[Data shown]
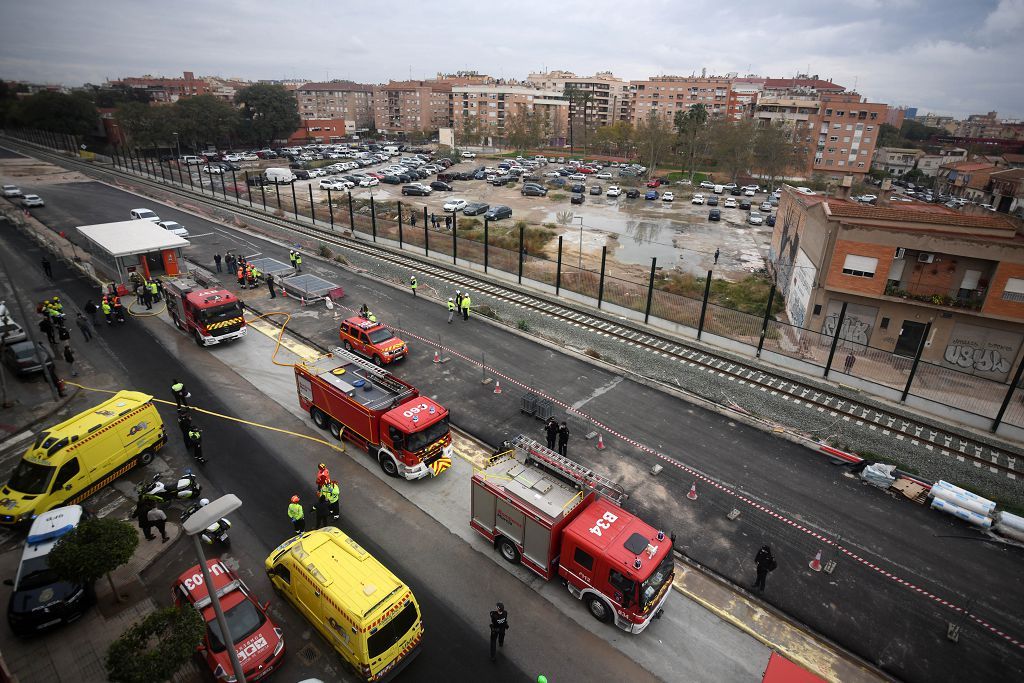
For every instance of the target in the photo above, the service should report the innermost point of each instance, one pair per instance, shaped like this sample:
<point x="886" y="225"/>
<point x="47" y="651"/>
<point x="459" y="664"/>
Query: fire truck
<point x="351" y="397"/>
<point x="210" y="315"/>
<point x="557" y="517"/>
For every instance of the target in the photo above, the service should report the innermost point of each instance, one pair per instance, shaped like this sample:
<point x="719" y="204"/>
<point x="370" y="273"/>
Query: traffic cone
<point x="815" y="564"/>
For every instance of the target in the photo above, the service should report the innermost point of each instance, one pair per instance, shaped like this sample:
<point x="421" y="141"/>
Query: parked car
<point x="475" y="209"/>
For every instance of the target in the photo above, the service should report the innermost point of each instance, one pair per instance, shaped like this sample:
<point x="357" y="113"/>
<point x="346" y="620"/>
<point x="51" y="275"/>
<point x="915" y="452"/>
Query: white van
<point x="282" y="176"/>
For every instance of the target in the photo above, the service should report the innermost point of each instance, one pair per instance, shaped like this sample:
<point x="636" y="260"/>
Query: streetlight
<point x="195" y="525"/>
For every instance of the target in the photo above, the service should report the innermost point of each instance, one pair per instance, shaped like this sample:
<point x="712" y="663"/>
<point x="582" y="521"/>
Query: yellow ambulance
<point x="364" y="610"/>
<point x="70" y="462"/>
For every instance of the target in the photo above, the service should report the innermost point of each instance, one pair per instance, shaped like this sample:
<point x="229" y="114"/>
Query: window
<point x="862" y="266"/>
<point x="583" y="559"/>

==

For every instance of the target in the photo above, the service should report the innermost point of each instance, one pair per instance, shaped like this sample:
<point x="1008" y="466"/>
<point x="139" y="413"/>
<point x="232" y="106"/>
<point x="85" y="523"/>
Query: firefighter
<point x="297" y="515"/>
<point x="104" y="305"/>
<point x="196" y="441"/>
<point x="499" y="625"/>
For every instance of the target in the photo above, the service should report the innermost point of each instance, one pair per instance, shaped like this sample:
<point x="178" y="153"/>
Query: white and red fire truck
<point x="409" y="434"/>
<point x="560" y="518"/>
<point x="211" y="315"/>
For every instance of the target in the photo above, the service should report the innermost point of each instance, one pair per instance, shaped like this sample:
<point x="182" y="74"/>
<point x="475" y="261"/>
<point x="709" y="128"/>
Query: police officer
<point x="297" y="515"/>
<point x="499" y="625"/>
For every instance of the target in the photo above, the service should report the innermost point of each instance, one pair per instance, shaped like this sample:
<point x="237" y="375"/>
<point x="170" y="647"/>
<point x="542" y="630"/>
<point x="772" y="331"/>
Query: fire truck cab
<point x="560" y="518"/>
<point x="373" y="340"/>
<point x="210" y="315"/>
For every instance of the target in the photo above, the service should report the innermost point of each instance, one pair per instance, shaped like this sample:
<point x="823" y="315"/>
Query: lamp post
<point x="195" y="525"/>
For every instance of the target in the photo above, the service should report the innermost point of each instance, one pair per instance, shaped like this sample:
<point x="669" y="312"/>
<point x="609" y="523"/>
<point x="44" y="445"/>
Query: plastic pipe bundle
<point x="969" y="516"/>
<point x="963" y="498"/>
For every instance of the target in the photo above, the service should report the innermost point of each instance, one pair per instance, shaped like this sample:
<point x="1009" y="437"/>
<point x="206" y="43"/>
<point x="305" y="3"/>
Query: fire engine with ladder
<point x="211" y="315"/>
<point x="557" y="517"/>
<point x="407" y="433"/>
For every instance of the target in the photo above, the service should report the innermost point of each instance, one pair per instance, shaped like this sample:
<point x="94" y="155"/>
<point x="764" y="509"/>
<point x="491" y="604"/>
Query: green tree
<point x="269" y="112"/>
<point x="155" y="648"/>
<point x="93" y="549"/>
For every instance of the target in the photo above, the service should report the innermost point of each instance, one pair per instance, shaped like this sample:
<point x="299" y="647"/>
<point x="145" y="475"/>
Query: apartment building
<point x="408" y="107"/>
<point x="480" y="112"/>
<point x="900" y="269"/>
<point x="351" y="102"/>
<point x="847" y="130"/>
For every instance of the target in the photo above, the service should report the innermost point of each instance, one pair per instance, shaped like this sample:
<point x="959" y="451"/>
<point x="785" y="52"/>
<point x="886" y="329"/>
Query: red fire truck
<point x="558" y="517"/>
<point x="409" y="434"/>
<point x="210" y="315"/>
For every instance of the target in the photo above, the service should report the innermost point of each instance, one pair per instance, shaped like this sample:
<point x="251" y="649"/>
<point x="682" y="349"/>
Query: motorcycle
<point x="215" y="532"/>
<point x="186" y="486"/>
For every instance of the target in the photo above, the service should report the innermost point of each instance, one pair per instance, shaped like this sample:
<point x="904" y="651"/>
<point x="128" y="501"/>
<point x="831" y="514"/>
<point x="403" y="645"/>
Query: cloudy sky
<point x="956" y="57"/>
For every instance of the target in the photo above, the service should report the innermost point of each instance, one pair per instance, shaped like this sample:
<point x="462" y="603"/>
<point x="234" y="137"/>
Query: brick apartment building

--

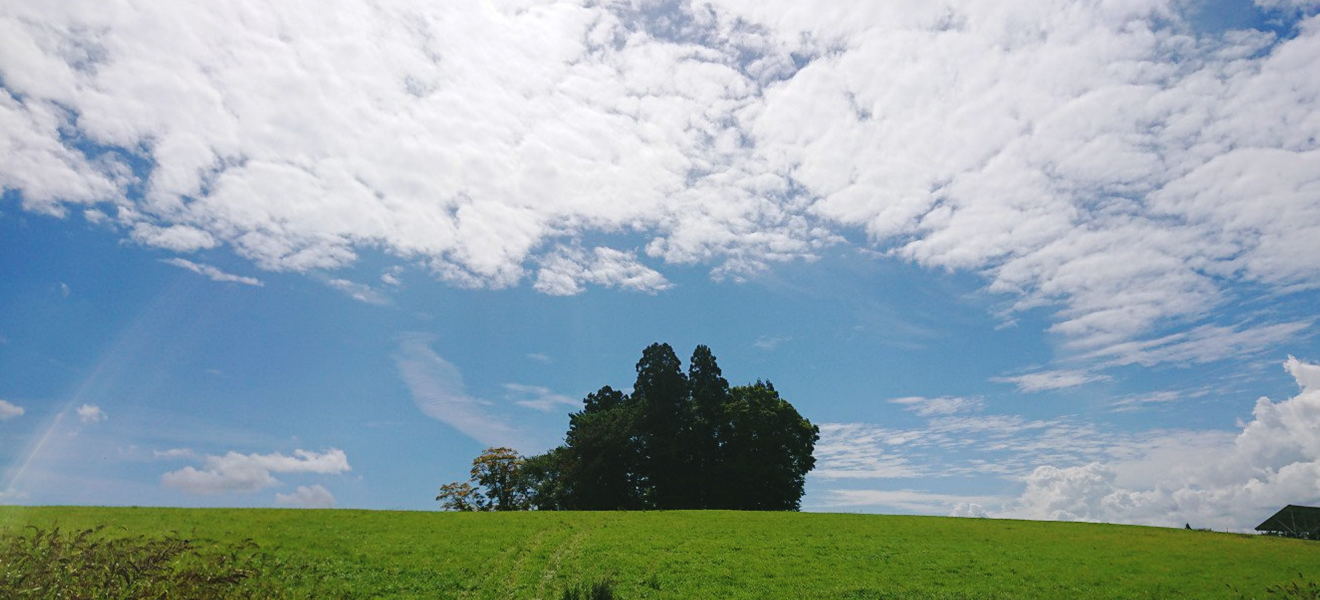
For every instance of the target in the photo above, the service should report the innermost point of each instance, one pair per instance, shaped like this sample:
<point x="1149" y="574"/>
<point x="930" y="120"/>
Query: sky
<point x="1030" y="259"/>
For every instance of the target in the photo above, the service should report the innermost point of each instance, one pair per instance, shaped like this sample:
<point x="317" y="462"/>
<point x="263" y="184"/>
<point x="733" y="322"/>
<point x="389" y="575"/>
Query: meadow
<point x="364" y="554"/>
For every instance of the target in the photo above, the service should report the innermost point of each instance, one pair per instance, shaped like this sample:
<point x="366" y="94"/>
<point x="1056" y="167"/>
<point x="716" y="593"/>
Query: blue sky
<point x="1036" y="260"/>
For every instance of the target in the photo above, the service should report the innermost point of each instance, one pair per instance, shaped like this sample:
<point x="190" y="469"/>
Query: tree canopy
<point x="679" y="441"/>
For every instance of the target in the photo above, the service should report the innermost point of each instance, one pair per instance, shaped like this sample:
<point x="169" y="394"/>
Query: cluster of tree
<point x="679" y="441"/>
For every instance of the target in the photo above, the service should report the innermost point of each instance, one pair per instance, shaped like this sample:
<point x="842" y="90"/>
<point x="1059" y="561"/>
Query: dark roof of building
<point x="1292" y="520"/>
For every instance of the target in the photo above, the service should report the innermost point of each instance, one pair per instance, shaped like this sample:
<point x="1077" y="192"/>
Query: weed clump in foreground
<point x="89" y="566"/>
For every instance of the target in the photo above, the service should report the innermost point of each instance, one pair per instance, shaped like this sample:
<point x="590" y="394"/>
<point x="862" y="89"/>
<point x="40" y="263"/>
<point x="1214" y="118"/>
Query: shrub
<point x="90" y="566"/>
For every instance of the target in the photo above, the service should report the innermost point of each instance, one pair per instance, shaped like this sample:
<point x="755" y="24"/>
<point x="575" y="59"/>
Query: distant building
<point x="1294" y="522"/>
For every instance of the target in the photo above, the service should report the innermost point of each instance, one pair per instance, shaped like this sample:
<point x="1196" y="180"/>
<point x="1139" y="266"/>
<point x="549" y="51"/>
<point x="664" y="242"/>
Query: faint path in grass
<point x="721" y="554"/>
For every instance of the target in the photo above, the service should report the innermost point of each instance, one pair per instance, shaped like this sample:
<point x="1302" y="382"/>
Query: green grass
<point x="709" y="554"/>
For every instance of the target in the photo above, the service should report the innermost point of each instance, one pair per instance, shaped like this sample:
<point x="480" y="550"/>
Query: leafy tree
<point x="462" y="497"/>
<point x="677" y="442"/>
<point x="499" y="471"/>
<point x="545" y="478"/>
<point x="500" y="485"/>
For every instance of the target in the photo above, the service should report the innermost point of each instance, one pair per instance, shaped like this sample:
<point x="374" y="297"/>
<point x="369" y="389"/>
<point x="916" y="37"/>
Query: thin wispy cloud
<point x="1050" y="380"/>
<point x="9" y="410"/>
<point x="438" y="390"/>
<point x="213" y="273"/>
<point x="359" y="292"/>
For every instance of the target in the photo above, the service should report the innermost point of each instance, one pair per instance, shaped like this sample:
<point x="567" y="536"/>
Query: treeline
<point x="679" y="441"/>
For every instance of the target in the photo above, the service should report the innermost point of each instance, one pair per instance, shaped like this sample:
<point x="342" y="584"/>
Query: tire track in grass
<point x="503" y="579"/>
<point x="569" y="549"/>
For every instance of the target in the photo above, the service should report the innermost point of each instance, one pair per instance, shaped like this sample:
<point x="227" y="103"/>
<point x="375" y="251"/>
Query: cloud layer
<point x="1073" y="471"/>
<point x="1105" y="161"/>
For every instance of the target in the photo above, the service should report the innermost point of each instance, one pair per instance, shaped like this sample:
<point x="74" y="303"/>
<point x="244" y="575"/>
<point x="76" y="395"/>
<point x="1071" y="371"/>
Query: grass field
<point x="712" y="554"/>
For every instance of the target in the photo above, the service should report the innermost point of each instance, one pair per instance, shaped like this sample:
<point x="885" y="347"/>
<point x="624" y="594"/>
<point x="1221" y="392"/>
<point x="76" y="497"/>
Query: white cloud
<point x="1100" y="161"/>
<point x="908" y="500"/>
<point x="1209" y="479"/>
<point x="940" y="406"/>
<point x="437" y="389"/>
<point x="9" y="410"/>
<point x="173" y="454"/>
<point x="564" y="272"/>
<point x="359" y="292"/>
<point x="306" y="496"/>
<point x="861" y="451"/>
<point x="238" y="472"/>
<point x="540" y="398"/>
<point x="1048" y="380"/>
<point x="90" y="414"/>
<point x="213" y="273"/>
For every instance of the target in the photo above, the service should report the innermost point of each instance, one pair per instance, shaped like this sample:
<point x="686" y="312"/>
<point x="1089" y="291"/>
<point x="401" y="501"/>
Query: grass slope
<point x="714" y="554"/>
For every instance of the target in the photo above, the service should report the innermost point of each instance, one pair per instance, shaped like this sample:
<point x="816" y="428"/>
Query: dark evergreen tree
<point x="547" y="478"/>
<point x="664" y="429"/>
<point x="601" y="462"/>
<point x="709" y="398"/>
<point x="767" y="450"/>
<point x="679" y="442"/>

[Your task]
Find every line in the material above that contains the string "building" and copy each one. Case counts.

[Answer to the task]
Query: apartment building
Query: brick apartment building
Query: dark roof of building
Query: distant building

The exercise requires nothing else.